## SOURCE PASSAGE
"""

Eldar also reported that “Daniel Seidemann, the founder of Ir Amim, a non-profit organization that seeks to promote coexistence in Jerusalem, said last night that tenders of such magnitude would not be announced if they did not have the support of the prime minister. Seidemann describes the bid-taking as yet another example of a fraud that leads to creating facts on the ground even though there is talk of a freeze in settlement construction”. Eldar’s story can be read in full here.

Seidemann was the founder and is now the legal adviser of Ir Amim, or *City of Nations” — an organization that is devoted to developing a politically-sustainable future for a Jerusalem that will be equitably shared between its two peoples and three religions.

Jerusalem, one of the most segregated cities in the region, is Israel’s declared capital (a move that was made in 1980 but which is not “recognized” diplomatically by almost every country in the world) and its largest — and poorest — city. East Jerusalem, which did not become part of Israel at the time of its state creation in May 1948, is where almost all of the city’s Palestinian residents (who are overwhelmingly not Israeli citizens) live. However, there are now large areas (“neighborhoods”) of Jewish settlement in East Jerusalem. The Palestinian declaration in 1988 (made in Algiers by Yasser Arafat, then endorsed by the full Palestine National Council) claimed East Jerusalem as the capital of a future independent Palestinian state — a position that the most of the world, including the U.S. Administration. has until now appeared to endorse.

"""

## ENTRIES SHOWN
"""

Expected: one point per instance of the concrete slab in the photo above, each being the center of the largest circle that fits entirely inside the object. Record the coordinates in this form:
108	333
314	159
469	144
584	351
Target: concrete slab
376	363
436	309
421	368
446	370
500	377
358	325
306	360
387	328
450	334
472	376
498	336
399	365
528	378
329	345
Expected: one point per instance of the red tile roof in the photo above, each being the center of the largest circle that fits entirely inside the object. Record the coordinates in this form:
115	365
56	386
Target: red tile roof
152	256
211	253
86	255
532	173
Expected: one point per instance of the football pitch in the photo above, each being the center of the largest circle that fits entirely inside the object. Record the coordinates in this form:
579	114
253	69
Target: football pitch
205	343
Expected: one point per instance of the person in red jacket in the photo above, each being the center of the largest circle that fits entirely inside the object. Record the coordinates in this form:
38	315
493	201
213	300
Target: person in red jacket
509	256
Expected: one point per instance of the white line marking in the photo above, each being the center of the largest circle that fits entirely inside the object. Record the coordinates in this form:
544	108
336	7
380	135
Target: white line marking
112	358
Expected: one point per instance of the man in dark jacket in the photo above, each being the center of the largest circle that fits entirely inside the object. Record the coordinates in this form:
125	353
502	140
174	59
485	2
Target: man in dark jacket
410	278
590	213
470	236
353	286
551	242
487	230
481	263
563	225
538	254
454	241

"""
"""

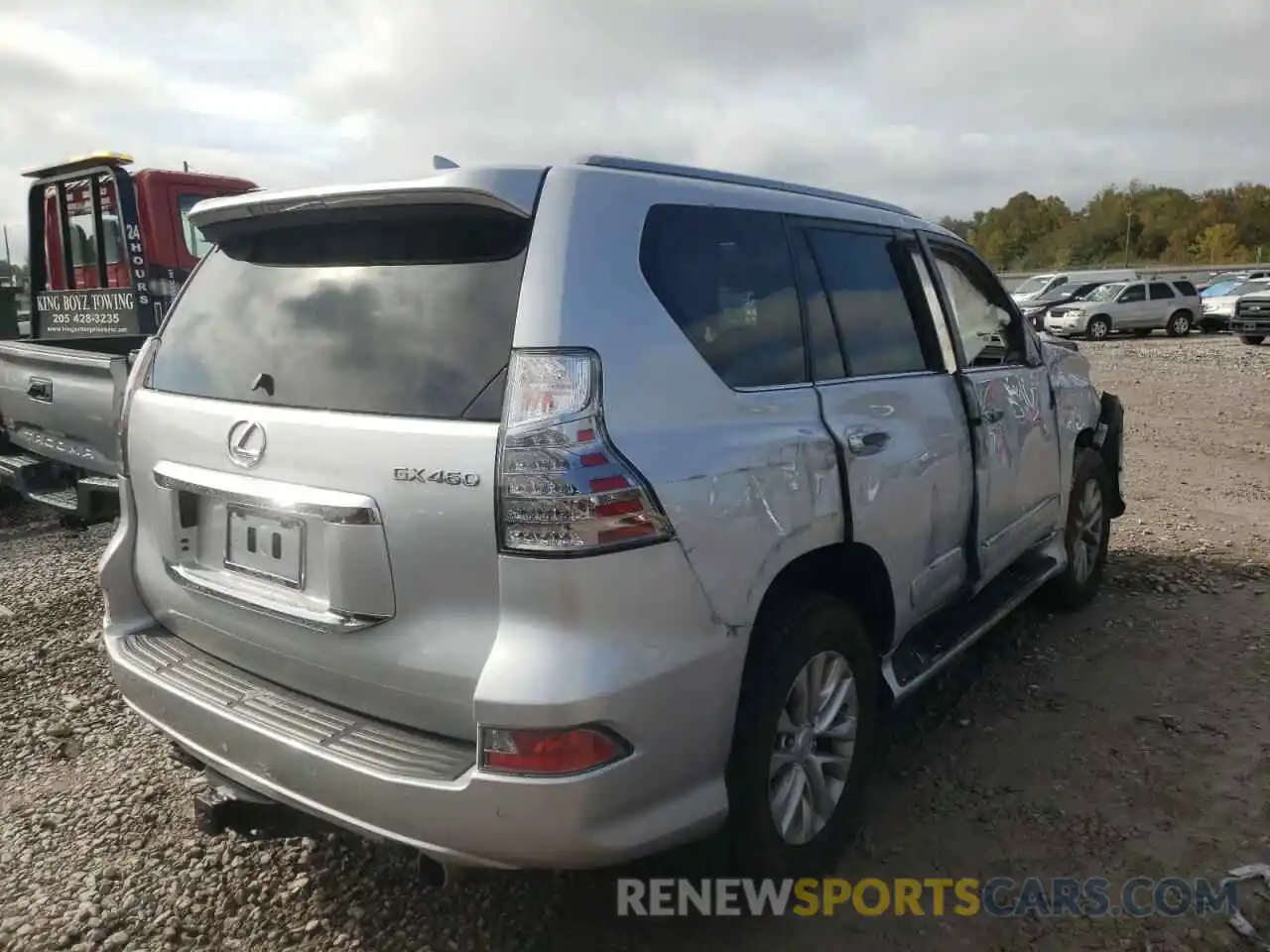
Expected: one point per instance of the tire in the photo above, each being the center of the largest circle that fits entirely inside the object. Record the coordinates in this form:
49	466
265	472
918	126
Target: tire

"""

## EXERCISES
**1)** Give every year mentioned in the Jerusalem passage.
**2)** Check each statement against the Jerusalem passage. Answer yes or no and quote the words that decide it. (a) Ir Amim is a non-profit organization. (b) Seidemann is now the director of Ir Amim. (c) The Palestinian declaration of 1988 was made in Jerusalem.
**3)** Continue the Jerusalem passage from the point where it stops.

## RESULTS IN ORDER
**1)** 1980, 1948, 1988

**2)**
(a) Yes: "Ir Amim, a non-profit organization that seeks to promote coexistence in Jerusalem"
(b) No: "Seidemann was the founder and is now the legal adviser of Ir Amim"
(c) No: "made in Algiers by Yasser Arafat"

**3)**
An email advisory about a new report recently released by Ir Imim notes that:
* As of today, about 2,000 settlers live in Palestinian neighborhoods in East Jerusalem.
* In recent months, the settlement process in Palestinian neighborhoods in East Jerusalem has accelerated – in the area that is at the heart of the Israeli-Palestinian conflict. The plans are meant to establish Jewish residential contiguity in the neighborhoods surrounding the Old City, and place settlers in the heart of the Muslim and Christian quarters of the Old City, in Silwan and Sheikh Jarrah.
* These settlements are part of a strategic process, coordinated and advanced by various governmental authorities and the Municipality of Jerusalem.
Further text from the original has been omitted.